◆ DIRECTIONS
Line by line, give the data again exactly as it appears, but without pictures.
Start of EXERCISE INPUT
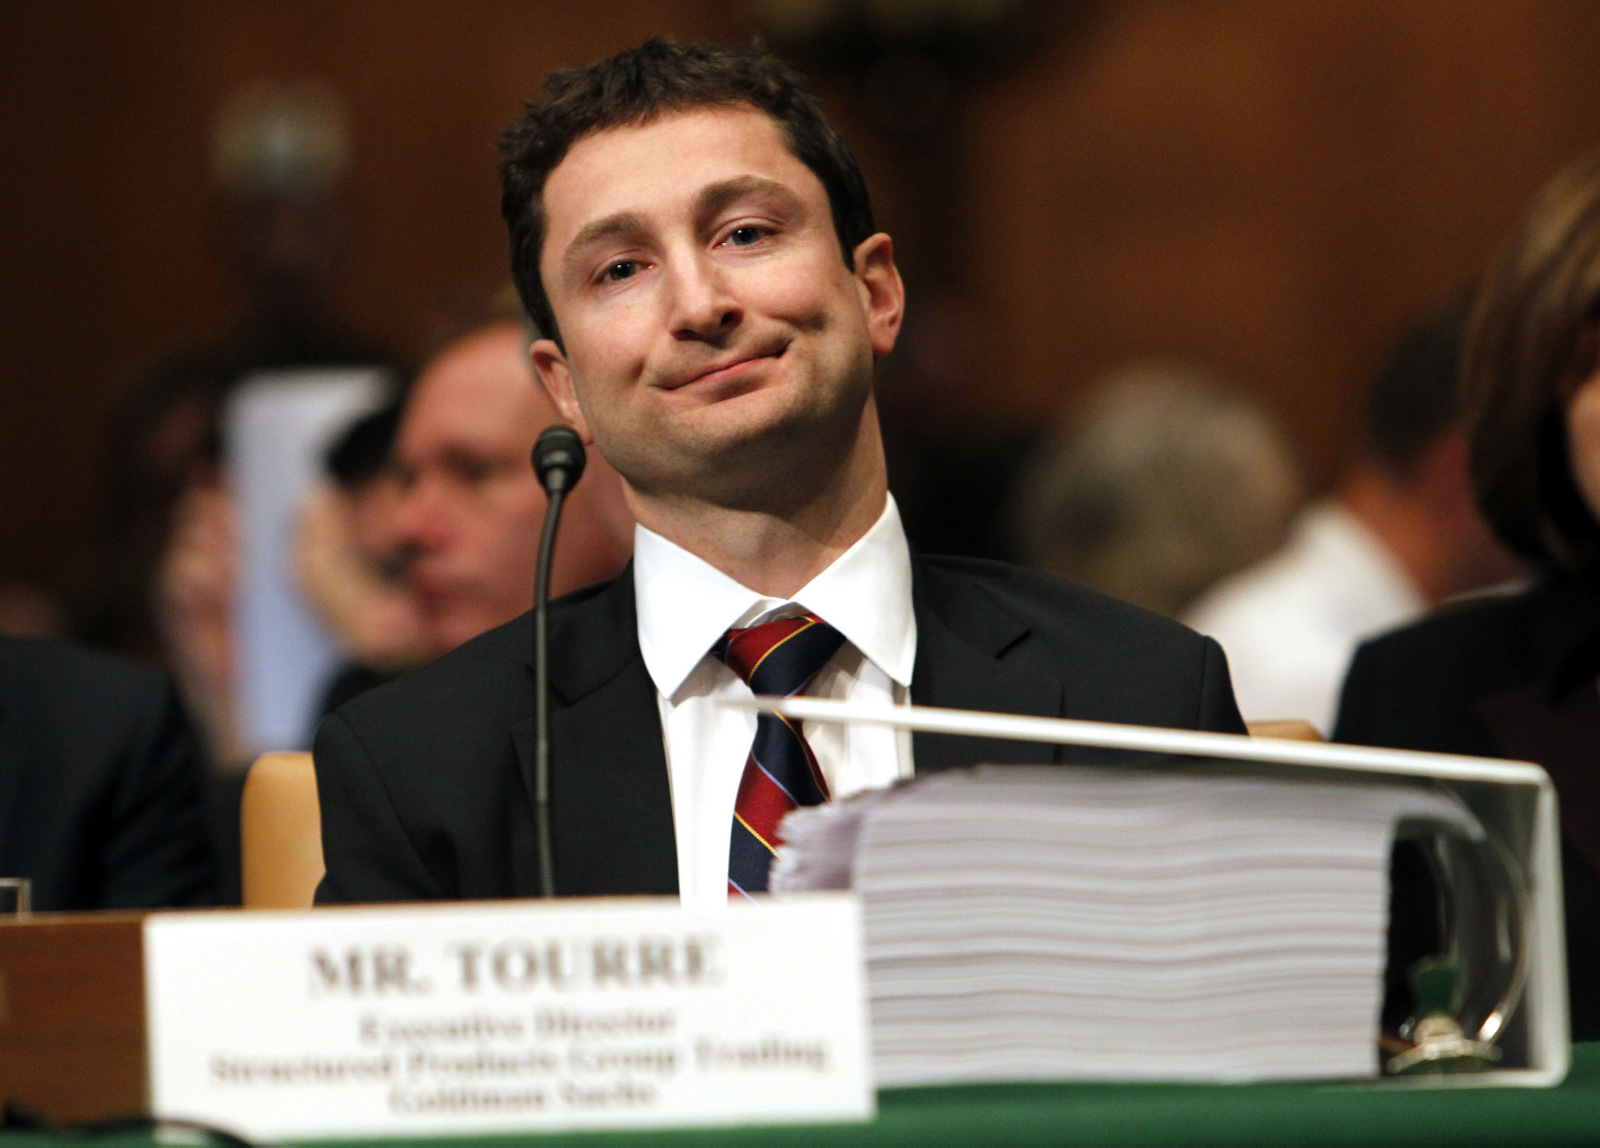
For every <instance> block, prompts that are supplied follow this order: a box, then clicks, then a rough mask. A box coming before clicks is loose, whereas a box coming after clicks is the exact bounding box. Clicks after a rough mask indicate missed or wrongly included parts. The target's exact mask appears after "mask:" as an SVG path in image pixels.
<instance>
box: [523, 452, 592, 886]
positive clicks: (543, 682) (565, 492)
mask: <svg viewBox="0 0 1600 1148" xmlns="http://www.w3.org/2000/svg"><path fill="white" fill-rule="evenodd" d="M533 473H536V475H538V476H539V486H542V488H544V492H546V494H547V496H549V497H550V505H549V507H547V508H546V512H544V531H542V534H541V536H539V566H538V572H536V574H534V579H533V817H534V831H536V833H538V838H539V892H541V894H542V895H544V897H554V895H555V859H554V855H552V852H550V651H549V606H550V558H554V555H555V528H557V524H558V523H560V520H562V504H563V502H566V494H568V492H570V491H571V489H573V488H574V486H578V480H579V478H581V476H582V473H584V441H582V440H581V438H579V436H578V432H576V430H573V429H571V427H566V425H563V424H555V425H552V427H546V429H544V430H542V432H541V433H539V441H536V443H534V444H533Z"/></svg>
End of EXERCISE INPUT
◆ ANSWER TO THIS EXERCISE
For every <instance> block, prompts that are supplied follow this order: a box, then clicks, then a rough mask. A box coming before clicks is loose, whereas a box coming after clicks is the exact bounding box. Clicks after a rough mask indicate missed or wrongly included parts. The target's exact mask appears after "mask:" as an SVG path in image pixels.
<instance>
box: [523, 452, 592, 886]
positive clicks: (543, 682) (565, 492)
mask: <svg viewBox="0 0 1600 1148" xmlns="http://www.w3.org/2000/svg"><path fill="white" fill-rule="evenodd" d="M533 473H536V475H538V476H539V486H542V488H544V492H546V494H547V496H549V497H550V505H549V507H547V508H546V512H544V531H542V534H541V536H539V566H538V572H536V574H534V579H533V817H534V831H536V833H538V838H539V892H541V894H542V895H544V897H554V895H555V859H554V855H552V852H550V651H549V606H550V558H554V555H555V528H557V524H558V523H560V520H562V504H563V502H566V494H568V492H570V491H571V489H573V488H574V486H578V480H579V478H581V476H582V473H584V441H582V440H581V438H579V436H578V432H576V430H573V429H571V427H566V425H563V424H555V425H552V427H546V429H544V430H542V432H541V433H539V441H536V443H534V444H533Z"/></svg>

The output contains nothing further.